**Consignes:**
1) Répondez à ces questions d'après le texte sur l'attentat de la rue Saint-Nicaise :
(a) Selon Cadoudal, pourquoi le moyen de l'explosion est-il blâmable ?
(b) Qui accompagne Bonaparte à l'opéra ce soir-là ?
(c) Quel rôle Carbon a-t-il joué dans l'attentat ?
2) Rédigez la suite du texte sur l'attentat de la rue Saint-Nicaise, à partir de l'endroit où il s'arrête.

**Extrait du document:**
-=-=-=-=-

24 Décembre 1800 Gildard Guillaume[1]
J’avais envoyé à Paris, quelques un de mes[2] officiers pour se défaire de Bonaparte, parce que je croyais la mesure nécessaire : mais je ne leur avais prescrit aucun moyen d’exécution. Ils ont choisi celui de l’explosion, elle est blâmable puisqu’elle sacrifiait inutilement des innocents.
Georges Cadoudal( 1771-1804)
La Révolution Française fut une Révolution bourgeoise. Le procès d’un tel événement serait vain . Certains affirment[3]-à tort ou à raison-qu ‘elle fut payée par une autre “Puissance adverse“ ou ennemie : elle rompit les digues du Pouvoir héréditaire et/ou absolu. Mille ans d’Histoire en basculèrent et elle servit de modèle à d’autres peuples. Cependant l’avenir qui sembla nouveau, prometteur dut compter avec les stigmates et les réussites du passé monarchique qui avait sut s’entourer souvent d’hommes et de femmes de talent et de clairvoyance.
“Le premier attentat terroriste de l’Histoire“
Le Premier Consul Bonaparte, en cette soirée de veille de Noël 1800, en compagnie de son épouse Joséphine et de sa sœur se rend à l’opéra. Plusieurs voitures attelées se suivent et doivent passer par la rue Saint Nicaise.
Une charrette dont une jeune adolescente tient la bride du cheval explose dans un fracas foudroyant. Aussitôt la rue, les gens, les bâtiments alentours sont pulvérisés sur une centaine de mètres alentour semant la terreur! Les voitures de Bonaparte sont passées avant !
Erreur de signal du chef à son complice ? Deballonnement du chef au dernier moment ? Mystère. Un des acteurs Saint-Réjant n’a jamaus avoué et fut exécuté, l’autre Carbon condamné, également exécuté ne participa qu’à la préparation.

-=-=-=-=-

**Liste des enregistrements:**
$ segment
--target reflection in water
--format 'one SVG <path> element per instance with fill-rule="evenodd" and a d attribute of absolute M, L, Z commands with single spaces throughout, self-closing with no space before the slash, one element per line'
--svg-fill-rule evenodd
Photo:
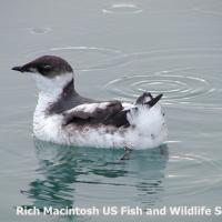
<path fill-rule="evenodd" d="M 163 190 L 167 145 L 132 151 L 129 160 L 120 160 L 124 152 L 121 149 L 61 147 L 36 139 L 34 145 L 39 168 L 28 191 L 22 191 L 32 206 L 73 208 L 77 196 L 83 205 L 90 201 L 95 206 L 113 205 L 123 199 L 120 201 L 127 200 L 129 205 L 137 200 L 141 206 L 151 206 Z"/>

-=-=-=-=-

**Réponses corrigées:**
1)
(a) Parce qu'elle sacrifiait inutilement des innocents.
(b) Son épouse Joséphine et sa sœur.
(c) Il ne participa qu'à la préparation.

2)
À quelques dixième de secondes près du passage des voitures du Premier magistrat de France . Bonaparte et les siens entrent dans la salle et sont accueillis par des applaudissements.
Déjà on l’admire et le vénère. À tout le moins on le craint et le respecte. Car Bonaparte à liquidé la Révolution moribonde avec son 18 Brumaire et levé le spectre du Désordre et de l’indiscipline, peu propices à la reprise des activités lucratives et indispensables à la vie des citoyens.
Ainsi la France a repris son rang dans le concert des pays avec grandeur et dignité . Dignité républicaine et nouvelle certes. Mais indispensable .
Immédiatement après l’événement, le peuple de la rue comme les autres classes de la Société se montrèrent hérissés que l’on ait pu vouloir éliminer le vainqueur de Marengo. Ce général grimpé en haut par son génie propre, son intelligence et son courage.
La perspective du Retour éventuel de la monarchie des Bourbons, malgré l’aide de ses perfides amis d’Angleterre, est une menace non négligeable pour le Premier Consul à vie. Cependant il dira de ces événements dont il réchappe et qu’il attribue“ aux Jacobins“ : “Ne me faites pas de tout ceci une carmagnole !“
Il résulte de ce crime odieux , perpétré dans un esprit archaïque, doté de fatuité et de faux orgueil aveuglé de haine, que seules d’ innocentes victimes y ont trouvé la mort ou d’atroces souffrances suivies d’invalidité irrémédiables.
Ce qui diffère des crimes politiques précédents, tient à une méthode qui jusque là ne se pratiquait pas. Une façon d’agir qui dénote la lâcheté de son auteur et son absence totale de dignité. Semer la terreur et la perspective de la mort en aveugle ! Chercher à éliminer un adversaire sans s’investir soi même .
Ce qui fait dire à l’auteur qu’il s’agit bien du “ Premier attentat terroriste de l’Histoire“
Le tribunal criminel de la Seine au Palais de Justice de Paris dans l’ile de la Cité ouvre le procès des auteurs et complices le 11 germinal an IX à dix heures du matin ( 30 mars 1801)[4]. Il se termine le 16 germinal au soir(3 avril 1801). Cinq Jours.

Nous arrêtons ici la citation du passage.